Carry on the piece about a London cabbie's remark and Prime Minister Gordon Brown's standing, picking up right after its last sentence.

━━━━━ Document text ━━━━━

TORONTO, Nov. 1 (UPI) — A few weeks ago, on one of my regular visits to the United Kingdom, I found myself talking to the cabbie driving me through London. He asked me if I was from the United States. I said yes. Christian of CAB53749 then said, “You know mate, the British Empire will be remembered for its pomposity; the United States will be remembered for being the most polite and the most naive; and China will be remembered for its cruelty.”
As the days passed and I traveled to Magdalen College, Oxford, and had my meetings in London with government types, I could not help but remember the cabbie’s prescient thought. In each of my meetings, I asked folks what they thought of his comments. Without hesitation, and from all political directions, there was agreement. I wondered if we should spend more time listening to the man on the street.
In the United Kingdom, the man — and woman — on the street has decidedly mixed feelings about Prime Minister Gordon Brown. After a stellar start in office, including a series of superb ministerial appointments, he has fallen on hard times. He initially made all the right noises. He masterfully managed an attempted terrorist bombing in London and an actual attack at Glasgow Airport. Even his detractors were surprised that his dour, dull, somewhat officious style worked. He was the un-Blair. The left loved him; the right was caught off guard by his success.

━━━━━ Data shown ━━━━━

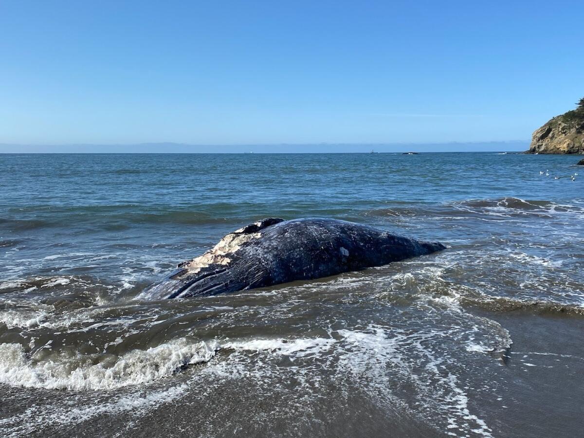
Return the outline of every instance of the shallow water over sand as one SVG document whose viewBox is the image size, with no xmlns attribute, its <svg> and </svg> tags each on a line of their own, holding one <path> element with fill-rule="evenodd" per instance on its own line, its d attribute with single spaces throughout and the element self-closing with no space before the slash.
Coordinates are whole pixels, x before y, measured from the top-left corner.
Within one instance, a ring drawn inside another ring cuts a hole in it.
<svg viewBox="0 0 584 438">
<path fill-rule="evenodd" d="M 577 436 L 577 161 L 0 155 L 0 431 Z M 448 249 L 269 288 L 135 299 L 268 216 L 335 217 Z"/>
</svg>

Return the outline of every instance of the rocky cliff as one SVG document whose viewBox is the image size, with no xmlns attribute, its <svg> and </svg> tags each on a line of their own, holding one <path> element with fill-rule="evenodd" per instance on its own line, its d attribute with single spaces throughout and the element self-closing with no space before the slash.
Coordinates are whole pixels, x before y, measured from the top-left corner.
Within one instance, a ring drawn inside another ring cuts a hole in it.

━━━━━

* **Solved problem**
But a decision recently to muse with calling an election, fumbling that decision after bad polling numbers showed him losing, and then being stood-down by Conservative Leader David Cameron has made Brown look decidedly weak and buffoonish. It took all of two weeks — Brown squandered his goodwill among many in the United Kingdom and lost his lead in the polls. This is a man who waited 10 years in the shadow of Blair, who desperately wanted to be prime minister. He will now have until 2009 to improve his reputation and get something accomplished.
In the United States, President Bush is having funding battles with the Congress. As in the 1990s with Speaker Newt Gingrich and President Clinton, this is a political game, a game of political wills. A government shutdown is being threatened. Congress blames the president. The president blames Congress. At the moment, the president seems to have the upper hand in the public-relations battle. That might be true for the United States, but worldwide Bush and our nation continue to be viewed as naive and arrogant. Internationally, the United States has a serious crisis of reputation.
I recently turned to a young graduate from the University of Southern Maine and told him about the London cabbie’s thoughts on the United Kingdom, the United States and China. The student queried, “Are you sure the world still thinks of the United States as polite after Abu Ghraib, Iraq and the current presidency?” I was a bit taken aback. And I was reminded, much to my disgust, of recent polls putting the United States on par with such places at North Korea and Iran.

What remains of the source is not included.